GIVEN TASK
Count the lines in the entries below that contain the string "white", treating uppercase and lowercase as different. Reply with the number alone.

#### AVAILABLE RECORDS

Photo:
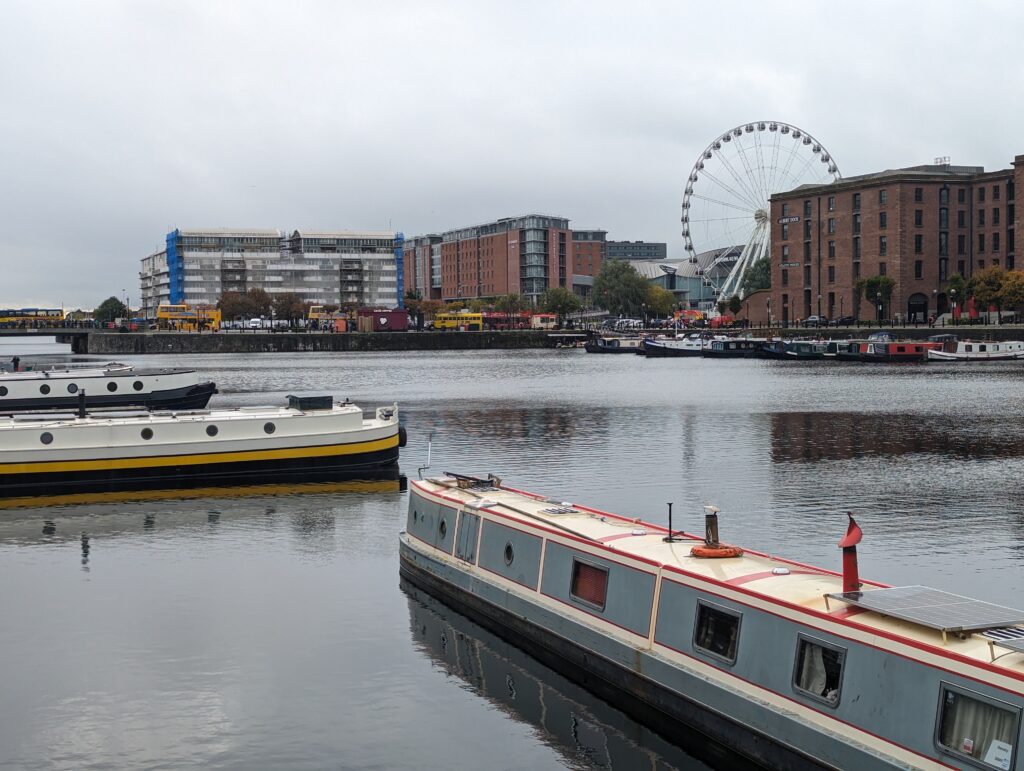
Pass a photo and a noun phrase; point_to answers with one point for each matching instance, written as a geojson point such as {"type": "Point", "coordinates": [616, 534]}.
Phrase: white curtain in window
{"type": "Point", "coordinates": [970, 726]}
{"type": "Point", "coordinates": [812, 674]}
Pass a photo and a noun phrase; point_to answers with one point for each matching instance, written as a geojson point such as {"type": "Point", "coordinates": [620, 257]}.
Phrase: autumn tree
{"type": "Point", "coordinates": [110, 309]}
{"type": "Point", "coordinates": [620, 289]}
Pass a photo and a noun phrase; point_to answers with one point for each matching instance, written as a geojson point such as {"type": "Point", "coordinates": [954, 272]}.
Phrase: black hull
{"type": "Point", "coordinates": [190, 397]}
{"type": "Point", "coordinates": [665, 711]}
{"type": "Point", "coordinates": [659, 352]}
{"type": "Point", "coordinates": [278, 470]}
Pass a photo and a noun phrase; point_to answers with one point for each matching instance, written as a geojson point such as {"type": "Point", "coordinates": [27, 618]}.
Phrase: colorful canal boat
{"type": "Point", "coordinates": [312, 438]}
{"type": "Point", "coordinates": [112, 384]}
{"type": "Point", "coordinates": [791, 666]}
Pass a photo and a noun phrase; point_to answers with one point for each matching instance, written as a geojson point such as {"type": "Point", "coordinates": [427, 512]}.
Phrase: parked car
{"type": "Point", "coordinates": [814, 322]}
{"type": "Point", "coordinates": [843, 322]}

########
#### AVAILABLE RECORDS

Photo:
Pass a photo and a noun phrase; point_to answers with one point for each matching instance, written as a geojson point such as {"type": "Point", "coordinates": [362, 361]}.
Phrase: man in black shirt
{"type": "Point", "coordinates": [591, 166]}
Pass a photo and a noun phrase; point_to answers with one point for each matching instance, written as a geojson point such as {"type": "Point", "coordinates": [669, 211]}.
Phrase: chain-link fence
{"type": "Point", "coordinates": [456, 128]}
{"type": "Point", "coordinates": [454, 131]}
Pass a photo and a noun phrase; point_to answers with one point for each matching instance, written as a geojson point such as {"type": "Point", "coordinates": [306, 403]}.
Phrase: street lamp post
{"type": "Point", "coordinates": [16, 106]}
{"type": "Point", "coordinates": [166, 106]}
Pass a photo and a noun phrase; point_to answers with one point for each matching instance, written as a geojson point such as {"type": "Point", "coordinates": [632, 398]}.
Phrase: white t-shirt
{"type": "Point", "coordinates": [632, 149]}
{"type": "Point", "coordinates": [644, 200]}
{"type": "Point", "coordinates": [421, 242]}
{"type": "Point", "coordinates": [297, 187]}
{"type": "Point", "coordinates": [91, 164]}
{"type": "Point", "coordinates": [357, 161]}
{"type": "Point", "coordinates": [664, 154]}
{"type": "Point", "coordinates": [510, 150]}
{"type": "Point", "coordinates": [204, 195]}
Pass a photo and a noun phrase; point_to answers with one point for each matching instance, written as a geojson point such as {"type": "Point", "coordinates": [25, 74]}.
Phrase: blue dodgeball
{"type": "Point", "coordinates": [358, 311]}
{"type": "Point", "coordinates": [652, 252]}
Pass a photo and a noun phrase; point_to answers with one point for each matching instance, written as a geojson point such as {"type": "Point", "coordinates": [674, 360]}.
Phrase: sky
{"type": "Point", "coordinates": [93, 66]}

########

EXERCISE OUTPUT
2